> [TASK GOAL]:
Without changing a single character, copy every record below.

> [Dataset entries]:
▶

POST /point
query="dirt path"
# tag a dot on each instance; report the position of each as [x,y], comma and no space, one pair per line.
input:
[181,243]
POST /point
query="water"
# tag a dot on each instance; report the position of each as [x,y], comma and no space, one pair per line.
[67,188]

◀

> [ANSWER BOX]:
POST /point
query="dirt path"
# tag a dot on each instance; report the position of each as [x,y], comma and no space, one pair per line.
input:
[181,243]
POST /point
query="water"
# tag a dot on each instance; report the position of each as [x,y], comma and no space, one pair per line.
[67,188]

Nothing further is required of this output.